RECORDS SHOWN: Begin

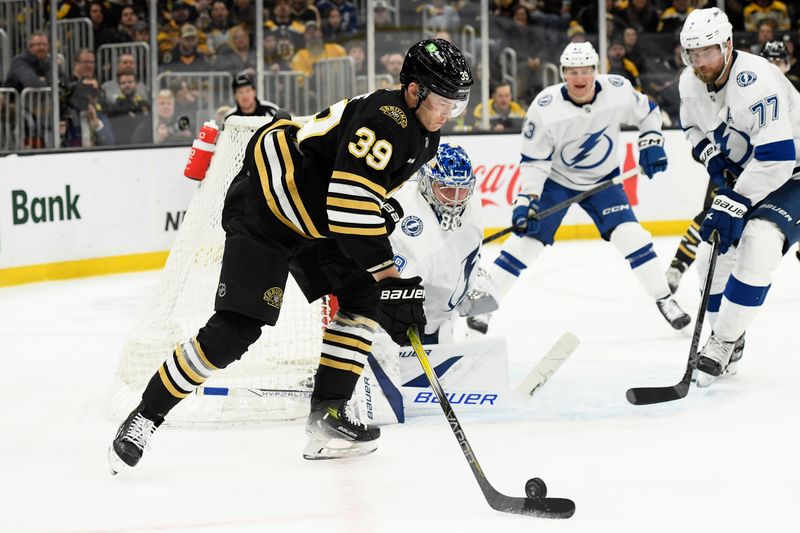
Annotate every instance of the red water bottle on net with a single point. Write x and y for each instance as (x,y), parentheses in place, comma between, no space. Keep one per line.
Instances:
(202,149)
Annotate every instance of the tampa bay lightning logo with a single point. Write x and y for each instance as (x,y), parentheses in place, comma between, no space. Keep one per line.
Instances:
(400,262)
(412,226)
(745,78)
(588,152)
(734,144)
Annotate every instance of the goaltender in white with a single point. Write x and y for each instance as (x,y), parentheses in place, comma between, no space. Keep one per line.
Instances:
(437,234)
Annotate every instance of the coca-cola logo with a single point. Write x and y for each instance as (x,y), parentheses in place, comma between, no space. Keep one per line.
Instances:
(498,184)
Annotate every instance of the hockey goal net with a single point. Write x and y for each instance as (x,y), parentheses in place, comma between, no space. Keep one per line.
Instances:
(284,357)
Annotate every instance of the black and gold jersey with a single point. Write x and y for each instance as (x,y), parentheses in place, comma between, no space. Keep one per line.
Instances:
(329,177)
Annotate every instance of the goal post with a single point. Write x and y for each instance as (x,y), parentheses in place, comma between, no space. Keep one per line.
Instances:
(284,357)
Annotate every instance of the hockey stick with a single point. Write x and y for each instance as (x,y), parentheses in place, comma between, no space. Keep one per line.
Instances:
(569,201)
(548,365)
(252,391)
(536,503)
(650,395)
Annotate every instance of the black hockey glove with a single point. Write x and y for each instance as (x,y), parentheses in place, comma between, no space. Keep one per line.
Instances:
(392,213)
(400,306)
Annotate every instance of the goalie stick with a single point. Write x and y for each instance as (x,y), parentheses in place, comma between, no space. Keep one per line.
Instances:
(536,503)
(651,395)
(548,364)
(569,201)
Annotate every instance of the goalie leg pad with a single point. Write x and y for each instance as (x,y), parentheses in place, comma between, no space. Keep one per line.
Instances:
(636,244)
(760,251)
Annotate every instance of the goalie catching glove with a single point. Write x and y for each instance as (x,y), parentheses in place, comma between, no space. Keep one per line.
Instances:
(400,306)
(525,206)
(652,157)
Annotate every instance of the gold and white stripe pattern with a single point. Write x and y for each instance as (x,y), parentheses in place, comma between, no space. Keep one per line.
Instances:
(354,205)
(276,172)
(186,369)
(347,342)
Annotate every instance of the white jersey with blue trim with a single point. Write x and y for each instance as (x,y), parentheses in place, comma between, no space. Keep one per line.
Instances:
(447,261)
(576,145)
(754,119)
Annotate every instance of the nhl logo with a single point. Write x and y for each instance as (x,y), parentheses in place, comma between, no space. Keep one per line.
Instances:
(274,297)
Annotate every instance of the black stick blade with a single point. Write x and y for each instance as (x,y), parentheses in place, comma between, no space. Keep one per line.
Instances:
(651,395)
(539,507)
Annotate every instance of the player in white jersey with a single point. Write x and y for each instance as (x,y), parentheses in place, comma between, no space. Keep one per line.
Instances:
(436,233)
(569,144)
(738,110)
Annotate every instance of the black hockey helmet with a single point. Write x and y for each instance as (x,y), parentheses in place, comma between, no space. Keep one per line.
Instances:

RECORDS SHOWN: End

HOW TO COMPLETE THIS TASK: All of the material above must be given again verbatim, except for the pictures.

EXPECTED OUTPUT:
Annotate every instance of the red water bottle on net with a single point. Write x and y for each instance as (x,y), parentheses in place, comma between, no space. Keep one per line.
Instances:
(202,149)
Annotate every instance of the tampa bay lightning logo with a single point. Write x and y for each instance as (x,y), parentheses in place, comma between, no space. Keep one per line.
Instances:
(400,262)
(412,226)
(745,78)
(588,152)
(734,144)
Annotate every instance of the goaltender in white with a single point. Write x and y for each instance as (x,y), parentheses in place, comma between, no space. Keep one per line.
Instances:
(437,234)
Annotate every instance of the coca-cola logo with a single point. Write x and y for each instance as (x,y), parentheses in place, comma between, no space. Keep one per line.
Instances:
(498,184)
Annotate every instance of the hockey goal net with a single point. Write x and y for each instance as (x,y), parentheses in place, comma between, no space. Keep one per line.
Instances:
(284,357)
Annotate every instance of the black and gold jersey with a single point. Write x and y for each instance as (x,y), parentheses in place, comma between, no space. Keep one per line.
Instances:
(329,177)
Annotate every instance of the goal post with a single point. Write x and y for each instance as (x,y), parentheses in place, comma between, no space. Keep one per line.
Instances:
(284,357)
Annotate every instance of the hockey stick with a single point. Write x and y for each instance as (x,y), parentheses in place, comma between, no space. Keep one per line.
Instances:
(569,201)
(548,365)
(252,391)
(536,503)
(650,395)
Annotate every instance of the black hockey glove with a single point. Write x and y for each instance as (x,y), parentheses in place, comma between, no space. Keep one per line.
Instances:
(392,213)
(400,306)
Annotate every instance of the goalie stick with a single point. Write x and y for each instance as (x,y), parentheses in place, comma between, no space. Keep one per line.
Instances:
(536,503)
(651,395)
(548,364)
(569,201)
Annotate every instance of the goalie leg pad with a single point. Write x and y for each instance as (x,y), parentheses in place, comma between, no space. Keep one per line.
Instances:
(636,244)
(760,251)
Annotate every instance of the goalie catching glove with a single point. Write x and y for each instance as (x,y), parentheses in place, comma between, no space. Keep one per line.
Instances:
(400,306)
(525,206)
(652,157)
Annotate every instance of the gold and white stripe pattern with a single point. Write x and y for each instance as (x,y), parentheses in place, comma between, no space. Keep one per line.
Instances:
(354,205)
(276,172)
(186,369)
(347,342)
Annotate every instance of the white jersey with blue trim with a single point. Write x and y for each instance as (x,y), parentheses in place, comma between, no space. Keep one per line.
Instances:
(447,261)
(576,145)
(754,119)
Annotate every instance of the nhl logo with a single point. Write x and y for each instance as (x,y), parentheses in place, comma between, no space. Keep one per line.
Instances:
(274,297)
Annotate every instance of the black stick blade with a single point. Write x and y for each instance as (x,y), parentheses in place, comma between, no space. Keep one per line.
Instances:
(651,395)
(539,507)
Annotate every instance of the player in white jersey with a single point. Write x and y for each instance as (x,y), parentheses in place, comma between, no space. Keep one per line.
Instances:
(436,233)
(569,144)
(738,110)
Annotate every instance of the black hockey helmet with a single point. Write x and y for each instance as (x,y), parentheses in place, comma between, no space. Keep one per line.
Instances:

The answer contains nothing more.